*Objective:* Treat the line containing "find the pollen-covered" as the first line and the final line of the material below as the last; reproduce that range exactly.
[start]
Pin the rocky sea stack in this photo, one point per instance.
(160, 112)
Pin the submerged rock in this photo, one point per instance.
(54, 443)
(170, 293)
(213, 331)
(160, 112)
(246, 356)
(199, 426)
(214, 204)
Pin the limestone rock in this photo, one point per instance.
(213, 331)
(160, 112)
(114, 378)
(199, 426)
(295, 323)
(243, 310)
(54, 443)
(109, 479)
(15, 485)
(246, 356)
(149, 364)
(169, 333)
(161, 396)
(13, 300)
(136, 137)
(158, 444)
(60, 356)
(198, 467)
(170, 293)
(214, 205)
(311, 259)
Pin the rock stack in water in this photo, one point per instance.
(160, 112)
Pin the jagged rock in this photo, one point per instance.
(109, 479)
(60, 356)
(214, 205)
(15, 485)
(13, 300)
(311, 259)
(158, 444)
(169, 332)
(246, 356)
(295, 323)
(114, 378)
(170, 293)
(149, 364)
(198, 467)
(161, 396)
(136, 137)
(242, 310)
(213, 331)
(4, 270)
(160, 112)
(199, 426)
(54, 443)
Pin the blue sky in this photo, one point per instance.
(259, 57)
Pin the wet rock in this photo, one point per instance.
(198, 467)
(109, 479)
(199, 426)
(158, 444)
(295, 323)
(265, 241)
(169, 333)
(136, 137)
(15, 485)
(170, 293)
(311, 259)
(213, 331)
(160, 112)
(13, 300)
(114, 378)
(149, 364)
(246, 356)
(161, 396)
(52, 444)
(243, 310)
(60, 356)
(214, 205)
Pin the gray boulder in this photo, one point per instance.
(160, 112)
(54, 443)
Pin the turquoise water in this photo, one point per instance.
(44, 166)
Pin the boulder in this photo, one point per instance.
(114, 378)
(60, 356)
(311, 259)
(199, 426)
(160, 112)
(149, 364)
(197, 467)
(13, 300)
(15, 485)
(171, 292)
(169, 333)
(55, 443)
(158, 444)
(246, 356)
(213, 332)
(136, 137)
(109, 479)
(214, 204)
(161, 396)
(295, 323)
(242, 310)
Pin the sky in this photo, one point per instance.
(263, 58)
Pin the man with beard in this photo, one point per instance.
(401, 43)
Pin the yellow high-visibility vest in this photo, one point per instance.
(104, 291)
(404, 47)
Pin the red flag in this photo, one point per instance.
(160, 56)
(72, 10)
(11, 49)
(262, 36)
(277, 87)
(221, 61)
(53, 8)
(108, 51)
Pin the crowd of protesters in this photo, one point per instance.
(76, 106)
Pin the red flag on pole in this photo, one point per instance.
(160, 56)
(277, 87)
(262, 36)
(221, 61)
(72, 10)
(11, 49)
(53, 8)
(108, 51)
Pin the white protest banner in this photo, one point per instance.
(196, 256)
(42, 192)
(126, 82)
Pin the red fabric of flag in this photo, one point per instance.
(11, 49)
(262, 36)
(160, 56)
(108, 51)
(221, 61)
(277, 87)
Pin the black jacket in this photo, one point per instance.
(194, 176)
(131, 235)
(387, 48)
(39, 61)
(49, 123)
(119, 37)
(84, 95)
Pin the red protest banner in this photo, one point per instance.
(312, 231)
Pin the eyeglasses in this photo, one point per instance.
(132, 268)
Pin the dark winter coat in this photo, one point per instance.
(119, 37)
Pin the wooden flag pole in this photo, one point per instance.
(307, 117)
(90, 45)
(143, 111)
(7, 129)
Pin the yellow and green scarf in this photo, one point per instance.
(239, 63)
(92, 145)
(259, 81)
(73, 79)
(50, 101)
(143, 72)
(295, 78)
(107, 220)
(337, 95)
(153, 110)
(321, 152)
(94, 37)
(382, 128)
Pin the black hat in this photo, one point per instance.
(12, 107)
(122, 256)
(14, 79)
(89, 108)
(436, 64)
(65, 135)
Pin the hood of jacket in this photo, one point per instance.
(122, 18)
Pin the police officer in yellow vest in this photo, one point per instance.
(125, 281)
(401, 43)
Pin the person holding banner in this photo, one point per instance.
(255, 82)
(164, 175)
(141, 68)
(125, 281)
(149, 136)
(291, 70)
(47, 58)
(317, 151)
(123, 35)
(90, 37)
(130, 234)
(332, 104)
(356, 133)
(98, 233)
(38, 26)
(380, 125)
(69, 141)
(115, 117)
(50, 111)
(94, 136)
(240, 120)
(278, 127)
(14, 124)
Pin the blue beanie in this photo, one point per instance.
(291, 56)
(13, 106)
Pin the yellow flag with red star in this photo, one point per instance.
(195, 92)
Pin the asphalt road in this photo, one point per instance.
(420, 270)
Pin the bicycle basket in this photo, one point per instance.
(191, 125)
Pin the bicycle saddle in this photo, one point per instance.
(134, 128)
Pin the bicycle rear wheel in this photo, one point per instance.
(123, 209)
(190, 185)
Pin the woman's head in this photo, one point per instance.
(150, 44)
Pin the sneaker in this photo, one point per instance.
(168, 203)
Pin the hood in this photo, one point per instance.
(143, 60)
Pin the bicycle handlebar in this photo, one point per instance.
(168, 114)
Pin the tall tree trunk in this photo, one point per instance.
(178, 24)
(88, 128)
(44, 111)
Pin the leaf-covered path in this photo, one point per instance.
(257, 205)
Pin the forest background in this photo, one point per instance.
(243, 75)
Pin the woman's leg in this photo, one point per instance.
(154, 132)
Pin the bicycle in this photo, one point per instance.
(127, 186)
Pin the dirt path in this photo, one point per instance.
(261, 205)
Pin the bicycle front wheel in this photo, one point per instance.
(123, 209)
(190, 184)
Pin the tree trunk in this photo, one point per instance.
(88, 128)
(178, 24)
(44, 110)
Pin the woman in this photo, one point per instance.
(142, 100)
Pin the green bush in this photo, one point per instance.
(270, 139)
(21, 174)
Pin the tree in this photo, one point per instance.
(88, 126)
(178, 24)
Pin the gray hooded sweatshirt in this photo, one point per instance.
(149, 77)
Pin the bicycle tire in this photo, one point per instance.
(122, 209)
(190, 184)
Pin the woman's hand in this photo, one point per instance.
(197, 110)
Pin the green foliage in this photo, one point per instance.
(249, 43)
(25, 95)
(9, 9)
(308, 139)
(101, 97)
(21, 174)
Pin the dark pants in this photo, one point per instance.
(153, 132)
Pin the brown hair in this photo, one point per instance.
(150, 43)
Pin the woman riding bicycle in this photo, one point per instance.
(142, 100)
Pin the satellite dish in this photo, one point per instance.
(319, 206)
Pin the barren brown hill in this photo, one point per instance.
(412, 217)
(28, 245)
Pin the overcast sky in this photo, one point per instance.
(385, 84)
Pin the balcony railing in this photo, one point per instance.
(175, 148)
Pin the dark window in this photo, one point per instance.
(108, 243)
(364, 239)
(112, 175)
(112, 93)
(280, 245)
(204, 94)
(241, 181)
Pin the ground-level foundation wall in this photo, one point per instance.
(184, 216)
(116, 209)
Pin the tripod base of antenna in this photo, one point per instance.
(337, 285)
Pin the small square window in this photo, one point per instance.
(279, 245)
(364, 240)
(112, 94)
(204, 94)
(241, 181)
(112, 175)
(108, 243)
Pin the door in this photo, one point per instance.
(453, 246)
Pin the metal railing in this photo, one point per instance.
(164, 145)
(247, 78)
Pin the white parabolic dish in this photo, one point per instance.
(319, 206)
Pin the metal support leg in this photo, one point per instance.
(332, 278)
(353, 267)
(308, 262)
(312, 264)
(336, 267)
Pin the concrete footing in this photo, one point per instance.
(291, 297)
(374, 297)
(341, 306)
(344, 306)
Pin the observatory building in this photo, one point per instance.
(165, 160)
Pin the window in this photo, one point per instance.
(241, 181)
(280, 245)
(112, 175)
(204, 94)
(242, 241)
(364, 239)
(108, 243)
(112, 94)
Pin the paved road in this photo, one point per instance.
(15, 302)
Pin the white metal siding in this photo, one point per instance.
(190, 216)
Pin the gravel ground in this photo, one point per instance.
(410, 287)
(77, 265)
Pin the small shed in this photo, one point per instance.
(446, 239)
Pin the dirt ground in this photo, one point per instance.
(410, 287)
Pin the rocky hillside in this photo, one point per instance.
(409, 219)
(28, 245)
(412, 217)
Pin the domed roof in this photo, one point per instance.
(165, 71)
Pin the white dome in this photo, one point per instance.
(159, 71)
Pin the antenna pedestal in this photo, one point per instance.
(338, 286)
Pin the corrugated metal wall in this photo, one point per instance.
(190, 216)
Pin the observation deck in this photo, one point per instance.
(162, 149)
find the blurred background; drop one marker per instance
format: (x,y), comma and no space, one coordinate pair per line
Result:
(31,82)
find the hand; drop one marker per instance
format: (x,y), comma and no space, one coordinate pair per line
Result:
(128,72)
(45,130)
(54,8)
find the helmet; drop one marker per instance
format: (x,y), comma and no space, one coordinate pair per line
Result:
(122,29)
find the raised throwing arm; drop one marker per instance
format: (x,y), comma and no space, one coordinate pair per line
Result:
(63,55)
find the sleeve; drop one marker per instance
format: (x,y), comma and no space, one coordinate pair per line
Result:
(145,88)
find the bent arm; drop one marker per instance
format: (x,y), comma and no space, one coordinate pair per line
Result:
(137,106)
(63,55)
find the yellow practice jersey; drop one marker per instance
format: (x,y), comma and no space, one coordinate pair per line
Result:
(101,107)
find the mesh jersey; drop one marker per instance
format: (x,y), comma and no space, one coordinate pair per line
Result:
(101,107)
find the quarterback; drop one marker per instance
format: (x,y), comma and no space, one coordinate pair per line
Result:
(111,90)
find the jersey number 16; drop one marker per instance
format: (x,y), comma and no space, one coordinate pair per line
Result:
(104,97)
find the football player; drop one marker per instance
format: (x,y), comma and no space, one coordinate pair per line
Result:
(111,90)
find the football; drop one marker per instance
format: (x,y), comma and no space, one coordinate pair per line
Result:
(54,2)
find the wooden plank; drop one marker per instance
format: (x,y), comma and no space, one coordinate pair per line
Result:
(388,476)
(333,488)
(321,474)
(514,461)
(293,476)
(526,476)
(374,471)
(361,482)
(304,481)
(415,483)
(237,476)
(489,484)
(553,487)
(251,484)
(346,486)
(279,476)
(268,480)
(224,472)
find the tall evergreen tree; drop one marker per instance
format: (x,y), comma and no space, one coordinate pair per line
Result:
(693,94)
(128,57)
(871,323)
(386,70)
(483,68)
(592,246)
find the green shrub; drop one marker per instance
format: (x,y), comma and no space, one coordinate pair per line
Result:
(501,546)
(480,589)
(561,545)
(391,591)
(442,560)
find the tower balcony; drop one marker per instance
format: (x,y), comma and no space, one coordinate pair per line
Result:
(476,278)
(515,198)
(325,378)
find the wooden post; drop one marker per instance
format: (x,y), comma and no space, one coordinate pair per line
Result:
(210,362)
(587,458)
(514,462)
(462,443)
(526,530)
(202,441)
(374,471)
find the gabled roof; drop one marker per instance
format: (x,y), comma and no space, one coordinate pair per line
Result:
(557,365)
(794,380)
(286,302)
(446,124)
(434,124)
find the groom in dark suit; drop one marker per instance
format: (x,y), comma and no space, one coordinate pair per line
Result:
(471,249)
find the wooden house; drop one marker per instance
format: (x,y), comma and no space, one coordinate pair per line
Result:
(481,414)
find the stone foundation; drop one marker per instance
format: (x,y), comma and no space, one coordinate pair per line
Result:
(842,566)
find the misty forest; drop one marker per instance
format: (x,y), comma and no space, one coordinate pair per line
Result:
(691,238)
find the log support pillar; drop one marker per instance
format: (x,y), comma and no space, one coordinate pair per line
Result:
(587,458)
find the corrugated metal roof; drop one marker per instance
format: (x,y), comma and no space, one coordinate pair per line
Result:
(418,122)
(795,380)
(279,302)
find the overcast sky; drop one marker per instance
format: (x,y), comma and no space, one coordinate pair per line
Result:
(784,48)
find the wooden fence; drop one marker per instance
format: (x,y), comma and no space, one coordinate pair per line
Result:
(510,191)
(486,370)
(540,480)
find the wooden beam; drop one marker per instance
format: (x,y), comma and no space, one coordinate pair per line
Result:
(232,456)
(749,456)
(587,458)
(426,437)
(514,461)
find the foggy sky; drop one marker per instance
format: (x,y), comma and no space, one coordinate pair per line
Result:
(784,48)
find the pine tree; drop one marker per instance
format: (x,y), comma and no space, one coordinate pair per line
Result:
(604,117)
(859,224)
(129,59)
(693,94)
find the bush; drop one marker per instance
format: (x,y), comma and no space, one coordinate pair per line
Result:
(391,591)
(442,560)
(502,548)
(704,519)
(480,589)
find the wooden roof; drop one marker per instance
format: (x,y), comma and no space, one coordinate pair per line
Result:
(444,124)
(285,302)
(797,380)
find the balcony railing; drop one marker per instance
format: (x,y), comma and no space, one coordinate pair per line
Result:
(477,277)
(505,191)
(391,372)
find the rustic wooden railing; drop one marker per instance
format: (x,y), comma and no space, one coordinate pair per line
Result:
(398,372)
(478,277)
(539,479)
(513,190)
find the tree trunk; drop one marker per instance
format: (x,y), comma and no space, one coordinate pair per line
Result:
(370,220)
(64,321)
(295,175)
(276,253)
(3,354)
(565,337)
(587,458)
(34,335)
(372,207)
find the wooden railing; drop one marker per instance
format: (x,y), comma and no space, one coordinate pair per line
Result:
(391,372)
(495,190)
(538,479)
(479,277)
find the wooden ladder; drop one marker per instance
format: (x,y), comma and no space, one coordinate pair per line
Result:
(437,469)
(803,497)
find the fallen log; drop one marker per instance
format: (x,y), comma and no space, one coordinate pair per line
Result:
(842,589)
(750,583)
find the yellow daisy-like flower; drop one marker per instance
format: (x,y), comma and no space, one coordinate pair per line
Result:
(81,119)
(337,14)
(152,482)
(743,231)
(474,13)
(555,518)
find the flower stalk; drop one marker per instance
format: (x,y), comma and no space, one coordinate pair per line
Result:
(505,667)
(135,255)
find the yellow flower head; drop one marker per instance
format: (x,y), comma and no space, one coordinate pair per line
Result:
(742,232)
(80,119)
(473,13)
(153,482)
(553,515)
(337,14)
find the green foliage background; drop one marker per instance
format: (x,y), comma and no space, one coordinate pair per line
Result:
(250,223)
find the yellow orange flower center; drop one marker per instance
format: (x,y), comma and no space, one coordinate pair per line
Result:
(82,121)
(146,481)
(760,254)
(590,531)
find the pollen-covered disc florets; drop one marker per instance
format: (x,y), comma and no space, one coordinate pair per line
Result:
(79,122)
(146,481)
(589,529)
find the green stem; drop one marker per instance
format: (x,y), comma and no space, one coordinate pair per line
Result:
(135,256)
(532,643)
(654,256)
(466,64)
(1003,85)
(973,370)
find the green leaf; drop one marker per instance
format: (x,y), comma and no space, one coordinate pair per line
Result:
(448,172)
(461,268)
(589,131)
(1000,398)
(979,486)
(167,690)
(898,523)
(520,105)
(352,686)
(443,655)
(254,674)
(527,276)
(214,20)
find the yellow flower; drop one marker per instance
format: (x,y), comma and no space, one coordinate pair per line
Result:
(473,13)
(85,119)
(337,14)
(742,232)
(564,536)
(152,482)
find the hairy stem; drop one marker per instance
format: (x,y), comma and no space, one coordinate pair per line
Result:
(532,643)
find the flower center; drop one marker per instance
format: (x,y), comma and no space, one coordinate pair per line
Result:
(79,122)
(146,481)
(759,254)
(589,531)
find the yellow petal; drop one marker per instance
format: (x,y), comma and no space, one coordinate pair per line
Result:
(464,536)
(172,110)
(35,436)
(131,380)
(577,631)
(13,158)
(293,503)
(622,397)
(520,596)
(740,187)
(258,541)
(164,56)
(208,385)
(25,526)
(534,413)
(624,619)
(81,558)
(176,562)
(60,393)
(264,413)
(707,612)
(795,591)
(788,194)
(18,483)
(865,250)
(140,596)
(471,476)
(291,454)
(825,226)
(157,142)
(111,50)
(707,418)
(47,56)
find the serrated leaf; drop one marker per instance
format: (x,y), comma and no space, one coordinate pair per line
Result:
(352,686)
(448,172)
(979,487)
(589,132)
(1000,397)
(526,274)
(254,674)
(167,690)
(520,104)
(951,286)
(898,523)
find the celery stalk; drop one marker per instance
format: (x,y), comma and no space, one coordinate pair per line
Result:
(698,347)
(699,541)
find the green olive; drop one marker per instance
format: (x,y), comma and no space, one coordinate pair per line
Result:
[end]
*Result of this exercise:*
find the pollen-covered disc florets; drop one marker per instance
format: (x,y), comma and no space, one coordinate pair per line
Result:
(79,122)
(146,481)
(589,529)
find the green stem; drop one marker per instance
format: (x,y), comma and no space, one coordinate pair per line
Result:
(135,256)
(532,643)
(654,256)
(466,64)
(1003,85)
(973,370)
find the green leaf; drop one marker per instance
format: (x,y), comma and no space, one coordinate pair per line
Result:
(448,172)
(461,268)
(589,131)
(1000,398)
(979,486)
(167,690)
(898,523)
(520,105)
(352,686)
(443,655)
(254,674)
(527,276)
(214,20)
find the yellow flower; drop one marker per instance
format: (x,y), comma and no space, one coordinate pair per line
Result:
(473,13)
(85,119)
(337,14)
(742,232)
(564,536)
(152,482)
find the hairy stem; drop one marker per instance
format: (x,y), comma and no space, one coordinate pair per line
Result:
(532,643)
find the flower center; drop one marker per instance
format: (x,y), comma and no space, one coordinate pair per line
Result:
(79,122)
(146,481)
(759,254)
(589,531)
find the yellow petal; drop one marker per instance
format: (x,y), comma and no space, one coordinate pair per line
Result:
(464,536)
(172,110)
(35,436)
(131,380)
(577,631)
(13,158)
(293,503)
(622,397)
(520,596)
(740,187)
(258,541)
(164,56)
(208,385)
(25,526)
(534,413)
(624,619)
(81,558)
(176,562)
(60,393)
(264,413)
(707,612)
(795,591)
(788,194)
(18,483)
(865,250)
(140,596)
(471,476)
(291,454)
(825,226)
(157,142)
(111,50)
(707,418)
(47,56)
find the serrated leaf; drop one marker per instance
format: (x,y), comma and no space, one coordinate pair per line
Result:
(352,686)
(448,172)
(979,487)
(589,132)
(1000,397)
(526,274)
(254,674)
(167,690)
(520,104)
(951,286)
(898,523)
find the celery stalk; drop one marker per instance
format: (x,y), comma and no space, one coordinate pair per line
Result:
(698,347)
(699,541)
find the green olive; drop one marker per instance
format: (x,y), comma and no space, one coordinate pair per line
Result:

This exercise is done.